Text to read:
═══
At Nectar on Thursday, January 8, Orac Records cofounder Caro (aka Randy Jones) returns to live performance for the first time since his stellar Decibel 2008 slot in Havana's parking lot. His funky, Theo Parrish–like tech-house (bolstered by his own Cascadian soul-man vox) betokens tropical good times while also satisfying the geeks with vintage synth tonalities. The Sight Below—who has a recent European tour and a critically lauded album, Glider, on Ghostly International Records under his belt—should serve as the yin to Caro's yang, with his polar shoegazer-rock/minimal techno hybrids. They're brrrrrrilliant.

The next night at Re-bar, Bonkers! promoter Ian Scot Price lures Gel-Sol and Jerry Abstract out of their bunkers for some more opposites-attract action. Gel-Sol (Andrew Reichel) is our resident Orb-lovin', prog-rock fanatic, a skilled purveyor of psychedelic ambient/armchair techno that's like kaleidoscopes for the ears. May I suggest you check out his collage of Ween samples titled "Stallion 3000" at www.virb.com/gelsol? By contrast, Jerry Abstract creates the sort of steamrolling techno that makes bulls in china shops seem delicate. He's still got that Motor City mayhem in his music; let's hope he never loses it. And keep an ear or two cocked for the Naturebot's alternately demented and stately IDM (it's his CD release party and he'll fry if he wants to). Peep his album The Schnebly; it was "made in the remote canyon country of Northern Arizona over a four-year time span," and it sounds like it.
═══
Reproduce the passage of the club-night preview that opens with "At Nectar on" and closes with "hybrids. They're brrrrrrilliant.", replacing "tech-house" with "deep house". The data was gathered from a different source than the text.

Material provided:
═══
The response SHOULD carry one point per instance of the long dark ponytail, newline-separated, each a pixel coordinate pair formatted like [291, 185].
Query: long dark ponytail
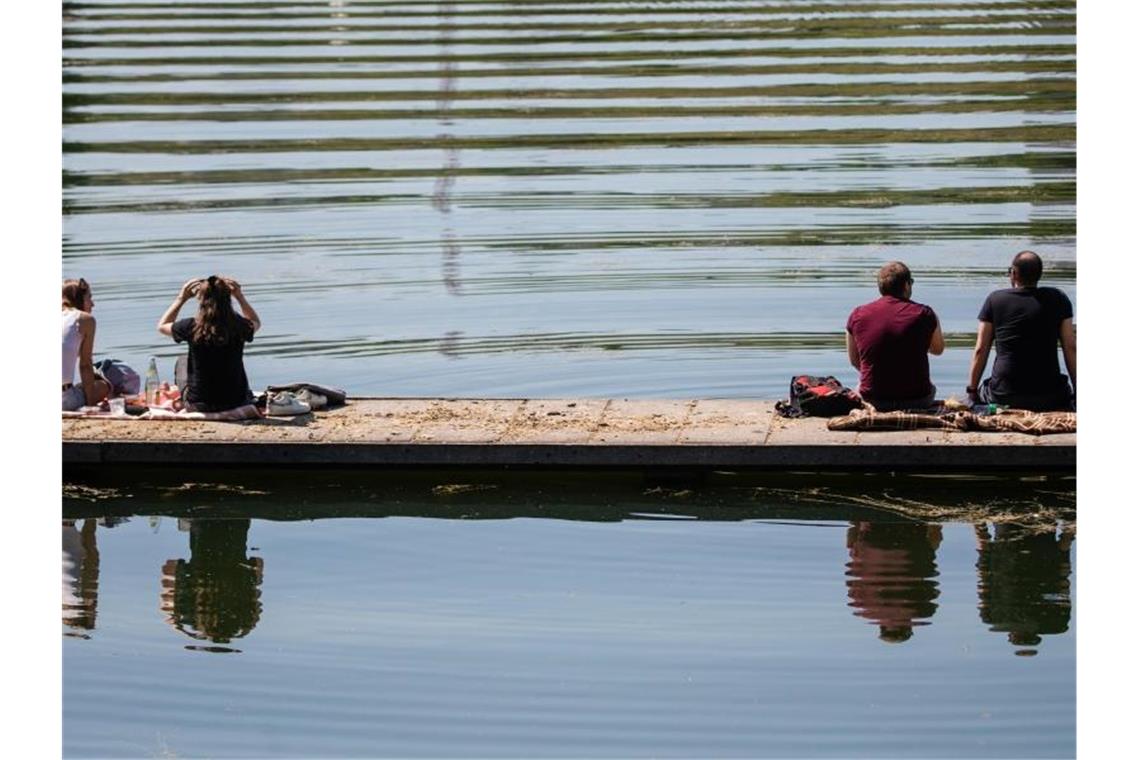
[217, 323]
═══
Reply:
At Nectar on Thursday, January 8, Orac Records cofounder Caro (aka Randy Jones) returns to live performance for the first time since his stellar Decibel 2008 slot in Havana's parking lot. His funky, Theo Parrish–like deep house (bolstered by his own Cascadian soul-man vox) betokens tropical good times while also satisfying the geeks with vintage synth tonalities. The Sight Below—who has a recent European tour and a critically lauded album, Glider, on Ghostly International Records under his belt—should serve as the yin to Caro's yang, with his polar shoegazer-rock/minimal techno hybrids. They're brrrrrrilliant.